WHAT IS BEING ASKED: Without the pictures, retype each line below exactly as it stands.

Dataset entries
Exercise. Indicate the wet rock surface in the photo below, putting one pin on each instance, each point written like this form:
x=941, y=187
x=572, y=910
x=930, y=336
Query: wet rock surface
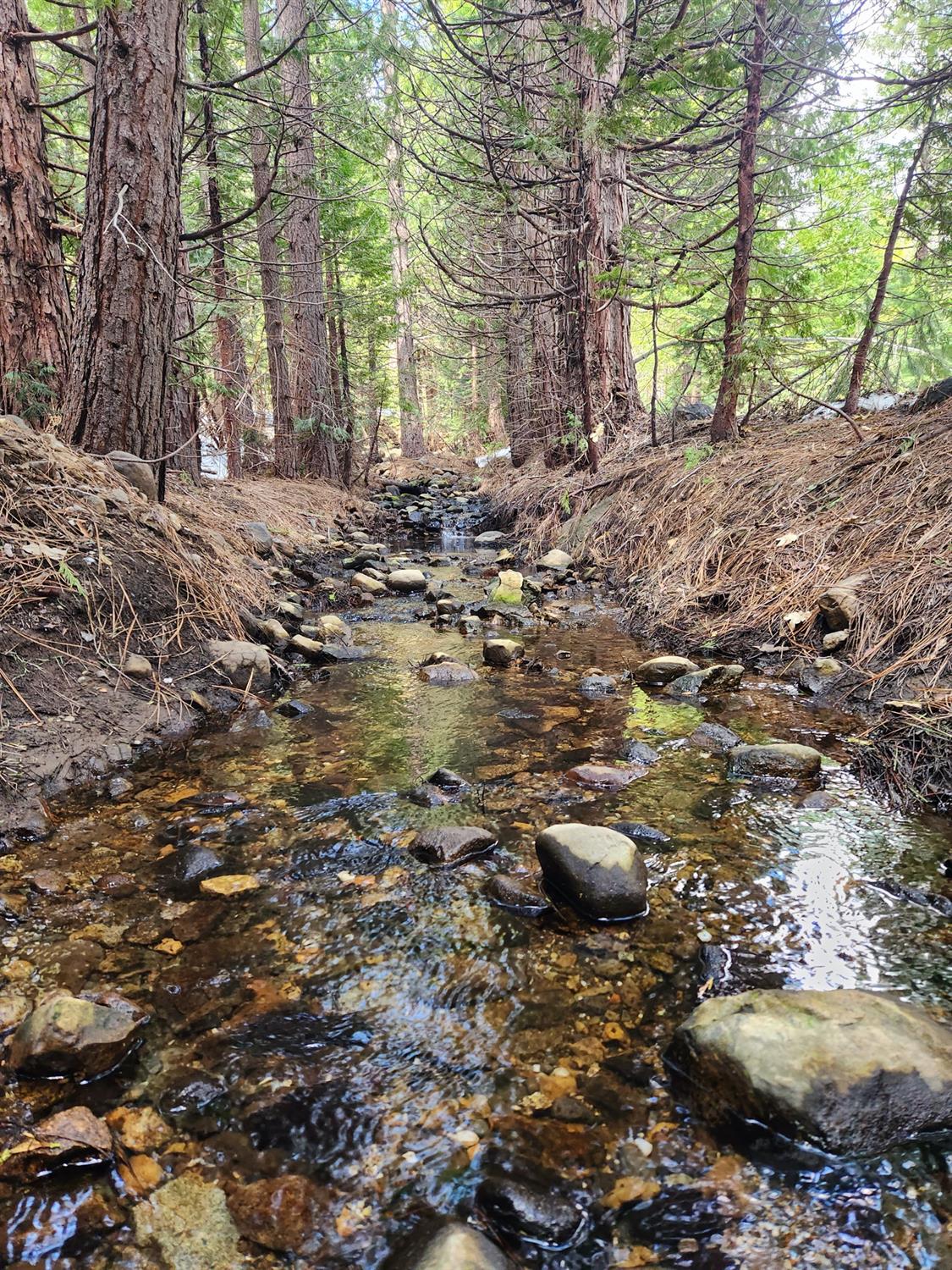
x=66, y=1035
x=452, y=845
x=843, y=1071
x=596, y=869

OUTPUT BELOW:
Exercise. Indicate the wet rock surface in the photo below, putting one pin on each instance, each point written like this form:
x=941, y=187
x=572, y=910
x=930, y=336
Query: wet rock surface
x=66, y=1035
x=452, y=845
x=843, y=1071
x=596, y=869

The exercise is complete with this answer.